[Dataset items]
^^^^^^^^

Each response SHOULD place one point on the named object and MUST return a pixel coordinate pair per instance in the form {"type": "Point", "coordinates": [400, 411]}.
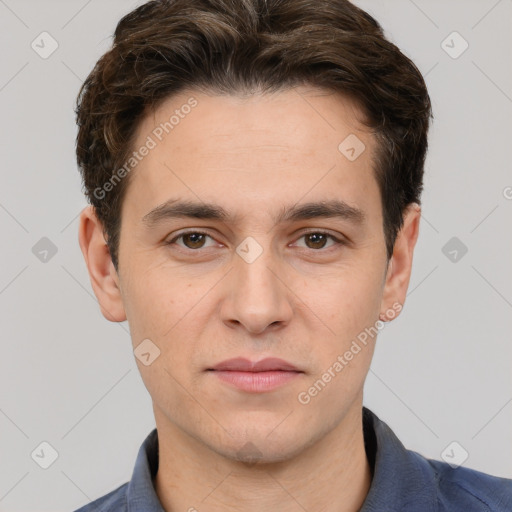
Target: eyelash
{"type": "Point", "coordinates": [337, 241]}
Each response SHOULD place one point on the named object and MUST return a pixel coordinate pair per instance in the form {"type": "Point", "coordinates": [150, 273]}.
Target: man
{"type": "Point", "coordinates": [255, 170]}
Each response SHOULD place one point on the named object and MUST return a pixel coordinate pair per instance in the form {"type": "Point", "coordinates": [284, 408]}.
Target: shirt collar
{"type": "Point", "coordinates": [400, 478]}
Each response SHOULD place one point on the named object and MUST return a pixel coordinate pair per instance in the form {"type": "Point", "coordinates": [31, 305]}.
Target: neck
{"type": "Point", "coordinates": [332, 474]}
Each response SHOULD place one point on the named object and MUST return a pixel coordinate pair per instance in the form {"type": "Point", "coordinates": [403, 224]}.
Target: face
{"type": "Point", "coordinates": [253, 270]}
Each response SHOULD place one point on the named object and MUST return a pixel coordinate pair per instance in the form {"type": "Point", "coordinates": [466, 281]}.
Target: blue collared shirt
{"type": "Point", "coordinates": [402, 480]}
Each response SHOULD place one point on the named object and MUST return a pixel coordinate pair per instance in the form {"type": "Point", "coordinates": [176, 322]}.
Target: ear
{"type": "Point", "coordinates": [102, 273]}
{"type": "Point", "coordinates": [399, 267]}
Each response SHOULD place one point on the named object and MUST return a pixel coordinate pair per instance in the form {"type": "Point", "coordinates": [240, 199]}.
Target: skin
{"type": "Point", "coordinates": [200, 303]}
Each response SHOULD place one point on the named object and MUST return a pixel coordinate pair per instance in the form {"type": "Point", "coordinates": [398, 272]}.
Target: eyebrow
{"type": "Point", "coordinates": [175, 208]}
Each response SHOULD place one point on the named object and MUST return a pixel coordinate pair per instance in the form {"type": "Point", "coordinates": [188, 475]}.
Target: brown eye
{"type": "Point", "coordinates": [317, 240]}
{"type": "Point", "coordinates": [191, 240]}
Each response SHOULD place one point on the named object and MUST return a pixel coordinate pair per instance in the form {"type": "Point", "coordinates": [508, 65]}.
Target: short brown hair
{"type": "Point", "coordinates": [235, 47]}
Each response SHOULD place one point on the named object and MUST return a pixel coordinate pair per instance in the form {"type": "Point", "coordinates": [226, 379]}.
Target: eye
{"type": "Point", "coordinates": [192, 240]}
{"type": "Point", "coordinates": [317, 240]}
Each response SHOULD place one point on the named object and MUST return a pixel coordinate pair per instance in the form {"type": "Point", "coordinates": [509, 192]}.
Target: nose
{"type": "Point", "coordinates": [257, 295]}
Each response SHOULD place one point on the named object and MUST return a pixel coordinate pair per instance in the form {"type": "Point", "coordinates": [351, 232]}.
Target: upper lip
{"type": "Point", "coordinates": [265, 365]}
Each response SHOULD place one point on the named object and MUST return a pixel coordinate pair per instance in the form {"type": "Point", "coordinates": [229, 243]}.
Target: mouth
{"type": "Point", "coordinates": [255, 377]}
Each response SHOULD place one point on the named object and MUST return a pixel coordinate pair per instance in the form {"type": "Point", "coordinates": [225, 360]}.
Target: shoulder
{"type": "Point", "coordinates": [470, 490]}
{"type": "Point", "coordinates": [114, 501]}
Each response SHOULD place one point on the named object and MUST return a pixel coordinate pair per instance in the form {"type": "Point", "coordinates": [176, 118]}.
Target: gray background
{"type": "Point", "coordinates": [441, 371]}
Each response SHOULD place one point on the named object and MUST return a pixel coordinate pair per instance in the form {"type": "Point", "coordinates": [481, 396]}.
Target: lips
{"type": "Point", "coordinates": [269, 364]}
{"type": "Point", "coordinates": [255, 377]}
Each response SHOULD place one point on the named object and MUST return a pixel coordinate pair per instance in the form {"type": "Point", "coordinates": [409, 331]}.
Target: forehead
{"type": "Point", "coordinates": [282, 146]}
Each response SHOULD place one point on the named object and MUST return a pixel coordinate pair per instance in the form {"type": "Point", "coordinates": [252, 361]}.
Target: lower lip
{"type": "Point", "coordinates": [256, 382]}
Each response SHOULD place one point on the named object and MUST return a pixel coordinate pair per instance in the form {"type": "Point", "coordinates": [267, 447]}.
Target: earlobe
{"type": "Point", "coordinates": [400, 264]}
{"type": "Point", "coordinates": [103, 276]}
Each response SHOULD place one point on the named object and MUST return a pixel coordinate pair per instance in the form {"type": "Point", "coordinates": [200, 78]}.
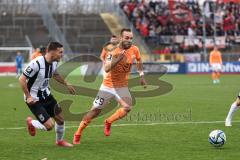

^^^^^^^^

Report every line of the dataset items that contains the word "brown", treating uppercase and lowercase as different.

Target: brown eye
Target: short brown hair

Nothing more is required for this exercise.